• _DIRECTIONS_
Starting from the line that contains "Could you point out the face", reproduce each line exactly through the end of the material, and include no other lines.
******************************
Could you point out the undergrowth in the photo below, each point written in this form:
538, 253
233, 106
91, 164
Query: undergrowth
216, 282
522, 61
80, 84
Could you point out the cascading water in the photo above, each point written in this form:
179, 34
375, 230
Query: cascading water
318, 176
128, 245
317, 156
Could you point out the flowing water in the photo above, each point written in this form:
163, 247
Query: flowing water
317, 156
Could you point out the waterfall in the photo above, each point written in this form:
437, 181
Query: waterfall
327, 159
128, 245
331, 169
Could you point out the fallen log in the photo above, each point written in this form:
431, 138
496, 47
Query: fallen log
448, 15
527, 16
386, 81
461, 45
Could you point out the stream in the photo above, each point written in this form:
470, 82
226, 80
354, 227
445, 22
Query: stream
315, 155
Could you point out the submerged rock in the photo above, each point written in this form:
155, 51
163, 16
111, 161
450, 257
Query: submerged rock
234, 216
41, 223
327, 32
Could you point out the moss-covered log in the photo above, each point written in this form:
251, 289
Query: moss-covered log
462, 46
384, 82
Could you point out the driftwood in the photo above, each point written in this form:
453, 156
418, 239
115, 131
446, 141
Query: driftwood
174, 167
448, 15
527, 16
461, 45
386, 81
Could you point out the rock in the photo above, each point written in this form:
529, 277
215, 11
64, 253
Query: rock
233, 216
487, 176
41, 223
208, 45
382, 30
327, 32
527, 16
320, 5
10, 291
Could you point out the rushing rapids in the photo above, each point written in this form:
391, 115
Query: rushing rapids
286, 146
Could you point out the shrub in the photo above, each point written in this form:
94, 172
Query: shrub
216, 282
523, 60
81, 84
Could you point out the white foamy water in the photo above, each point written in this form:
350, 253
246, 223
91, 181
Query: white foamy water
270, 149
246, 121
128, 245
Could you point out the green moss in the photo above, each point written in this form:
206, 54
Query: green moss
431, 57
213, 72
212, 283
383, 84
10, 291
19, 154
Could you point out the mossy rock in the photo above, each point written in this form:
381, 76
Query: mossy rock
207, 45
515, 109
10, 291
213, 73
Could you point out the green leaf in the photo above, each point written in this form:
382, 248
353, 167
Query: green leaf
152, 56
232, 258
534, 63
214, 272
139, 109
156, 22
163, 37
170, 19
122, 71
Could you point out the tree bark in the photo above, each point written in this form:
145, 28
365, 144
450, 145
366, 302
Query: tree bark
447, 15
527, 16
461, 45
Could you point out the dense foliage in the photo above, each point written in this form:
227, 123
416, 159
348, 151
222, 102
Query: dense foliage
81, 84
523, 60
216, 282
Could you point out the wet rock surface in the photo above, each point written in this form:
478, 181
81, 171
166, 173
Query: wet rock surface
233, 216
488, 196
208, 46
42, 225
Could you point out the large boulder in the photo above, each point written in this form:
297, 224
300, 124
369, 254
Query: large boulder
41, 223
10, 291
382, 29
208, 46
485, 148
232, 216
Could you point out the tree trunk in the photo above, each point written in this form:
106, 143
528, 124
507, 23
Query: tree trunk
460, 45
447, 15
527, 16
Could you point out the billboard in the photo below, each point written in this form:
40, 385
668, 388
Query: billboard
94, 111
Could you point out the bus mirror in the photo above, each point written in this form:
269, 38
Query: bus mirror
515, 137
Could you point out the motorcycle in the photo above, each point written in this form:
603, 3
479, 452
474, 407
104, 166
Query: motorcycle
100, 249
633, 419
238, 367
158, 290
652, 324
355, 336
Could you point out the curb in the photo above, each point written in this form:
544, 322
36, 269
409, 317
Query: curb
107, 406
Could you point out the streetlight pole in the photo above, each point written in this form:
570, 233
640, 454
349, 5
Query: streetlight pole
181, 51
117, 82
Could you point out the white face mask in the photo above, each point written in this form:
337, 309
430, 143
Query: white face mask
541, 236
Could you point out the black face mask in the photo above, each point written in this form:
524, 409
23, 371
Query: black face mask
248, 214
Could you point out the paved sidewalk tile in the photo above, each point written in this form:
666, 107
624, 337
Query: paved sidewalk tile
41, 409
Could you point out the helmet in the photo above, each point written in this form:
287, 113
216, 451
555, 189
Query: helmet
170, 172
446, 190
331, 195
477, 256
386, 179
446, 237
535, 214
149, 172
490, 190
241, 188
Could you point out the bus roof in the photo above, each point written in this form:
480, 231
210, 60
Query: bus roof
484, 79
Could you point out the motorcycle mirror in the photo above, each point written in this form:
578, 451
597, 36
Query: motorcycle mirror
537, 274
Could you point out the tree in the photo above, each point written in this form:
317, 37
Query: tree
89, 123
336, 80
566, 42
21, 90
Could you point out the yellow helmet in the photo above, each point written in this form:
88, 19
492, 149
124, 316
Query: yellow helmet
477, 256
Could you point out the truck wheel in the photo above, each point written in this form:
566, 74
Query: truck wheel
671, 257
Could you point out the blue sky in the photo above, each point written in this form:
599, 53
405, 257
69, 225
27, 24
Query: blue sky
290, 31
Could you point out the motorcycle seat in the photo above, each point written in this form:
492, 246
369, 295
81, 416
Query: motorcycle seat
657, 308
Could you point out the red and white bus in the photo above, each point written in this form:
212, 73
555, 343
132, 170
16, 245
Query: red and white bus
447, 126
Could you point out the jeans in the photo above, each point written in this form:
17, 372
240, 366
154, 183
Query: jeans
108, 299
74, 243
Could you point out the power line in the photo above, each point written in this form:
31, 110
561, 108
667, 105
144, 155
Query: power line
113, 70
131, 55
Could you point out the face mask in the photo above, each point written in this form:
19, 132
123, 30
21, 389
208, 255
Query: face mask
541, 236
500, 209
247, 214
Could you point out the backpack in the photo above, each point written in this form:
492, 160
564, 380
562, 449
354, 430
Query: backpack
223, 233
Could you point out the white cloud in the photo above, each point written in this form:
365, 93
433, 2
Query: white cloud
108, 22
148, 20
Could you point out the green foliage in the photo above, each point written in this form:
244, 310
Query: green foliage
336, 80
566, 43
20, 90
******************************
• _REPLY_
Could you point out the face mask in the photo above, each point written in this form:
19, 132
123, 30
21, 389
208, 255
Query: face mask
541, 236
500, 209
247, 214
Could you point out the backpack in the photo above, each point written in this form:
492, 160
564, 380
562, 449
354, 430
Query: backpack
223, 233
Could you point out the white cloud in the photo above, each point written in this form:
365, 93
433, 2
Query: white cloud
108, 22
148, 20
Could you point out the green foliage in the photo above, each point written in this form:
244, 310
Query: green foliage
336, 80
566, 43
20, 90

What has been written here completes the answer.